- _What this task involves_
Print all of the data exactly.

Records contained in a dataset

• • •

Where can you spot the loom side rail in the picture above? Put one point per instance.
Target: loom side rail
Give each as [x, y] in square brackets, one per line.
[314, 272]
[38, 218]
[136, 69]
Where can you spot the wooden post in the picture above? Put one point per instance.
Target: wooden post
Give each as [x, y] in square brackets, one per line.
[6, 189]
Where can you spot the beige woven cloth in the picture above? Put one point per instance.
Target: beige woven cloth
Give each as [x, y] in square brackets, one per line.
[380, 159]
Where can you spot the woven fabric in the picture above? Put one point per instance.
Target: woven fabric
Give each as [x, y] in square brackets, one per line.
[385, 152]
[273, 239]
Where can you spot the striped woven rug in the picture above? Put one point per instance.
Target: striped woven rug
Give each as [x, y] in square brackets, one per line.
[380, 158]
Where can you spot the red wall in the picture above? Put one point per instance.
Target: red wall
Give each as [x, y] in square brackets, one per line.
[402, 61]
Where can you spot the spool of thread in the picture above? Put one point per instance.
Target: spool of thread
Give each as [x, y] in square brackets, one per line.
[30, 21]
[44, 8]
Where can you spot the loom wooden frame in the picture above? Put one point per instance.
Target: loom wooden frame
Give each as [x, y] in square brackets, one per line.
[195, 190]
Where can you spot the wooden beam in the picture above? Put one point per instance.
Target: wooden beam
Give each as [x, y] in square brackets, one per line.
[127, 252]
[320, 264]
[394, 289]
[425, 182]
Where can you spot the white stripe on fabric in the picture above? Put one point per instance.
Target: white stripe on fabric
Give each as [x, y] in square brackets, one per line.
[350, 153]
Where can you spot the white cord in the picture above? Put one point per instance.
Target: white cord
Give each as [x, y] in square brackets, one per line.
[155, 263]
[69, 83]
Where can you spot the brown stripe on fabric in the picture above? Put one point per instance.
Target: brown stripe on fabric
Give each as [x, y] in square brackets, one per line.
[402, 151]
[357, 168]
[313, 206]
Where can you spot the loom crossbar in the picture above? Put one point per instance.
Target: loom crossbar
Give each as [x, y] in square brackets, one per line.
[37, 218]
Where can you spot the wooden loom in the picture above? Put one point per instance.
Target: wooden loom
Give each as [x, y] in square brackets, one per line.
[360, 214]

• • •

- _Written solution_
Where can you spot the loom side rail in the picture above? Put one point per instance.
Target: loom side rail
Give each as [x, y] in square brackets, one per line.
[314, 272]
[38, 218]
[136, 69]
Where can you spot the wooden post in the picture above? Put one point per instance.
Target: wooden post
Give each as [x, y] in square brackets, one per line.
[6, 189]
Where can you spot the beige woven cloth in the picture above? Put one point per instance.
Target: beige woven cloth
Give each as [x, y] in square brackets, one per line.
[380, 159]
Where can you spot the woven fabric in the picture above? Put one point per instance.
Target: woven fabric
Give each as [x, y] in square brackets, one per line.
[385, 152]
[273, 239]
Where can you spot the striped woven rug in the picture above? Put one point per instance.
Target: striped woven rug
Give each as [x, y] in square brackets, one per line.
[380, 158]
Where can you spot the red wall in the picture above? Put one point per instance.
Target: red wall
Give each as [x, y] in square brackets, one per line.
[402, 61]
Where can you spot the spool of thread in the picture above? Put one point per instance.
Target: spool of thread
Give each as [x, y] in square brackets, one per line.
[30, 21]
[44, 8]
Where can you spot the loom wooden frame in the picture above? Put one point per instance.
Target: loom wooden frame
Give each as [x, y] in square brackets, one per line.
[195, 190]
Where can you spot the wooden beam in the picture above? Put one point per instance.
Target: wooden beam
Give each as [x, y] in square brackets, one per line.
[127, 252]
[320, 264]
[394, 289]
[425, 182]
Where can you spot the white stripe on fabric in the picture above? Put one point per instance.
Target: white stripe on fabric
Give each as [x, y] in square brackets, one per line.
[350, 153]
Where can you spot the white cord in the picture above? Put one point per instance.
Target: white cord
Give each as [x, y] in square brackets, one per line.
[155, 263]
[69, 83]
Where can you spot the brown stripe on fabric in the picture above? Put one point per instance.
Target: brown stripe on fabric
Give each as [x, y] in square brackets, one per line.
[402, 151]
[357, 168]
[313, 206]
Where can you spot the loom crossbar in the picture above? Put one point per instance.
Target: loom crossbar
Give each as [x, y] in square brackets, one per line.
[37, 218]
Where can you spot the wooden loom in the picture above? Put one point per instance.
Target: wooden loom
Give each as [x, y] in square brackets, one per line.
[360, 214]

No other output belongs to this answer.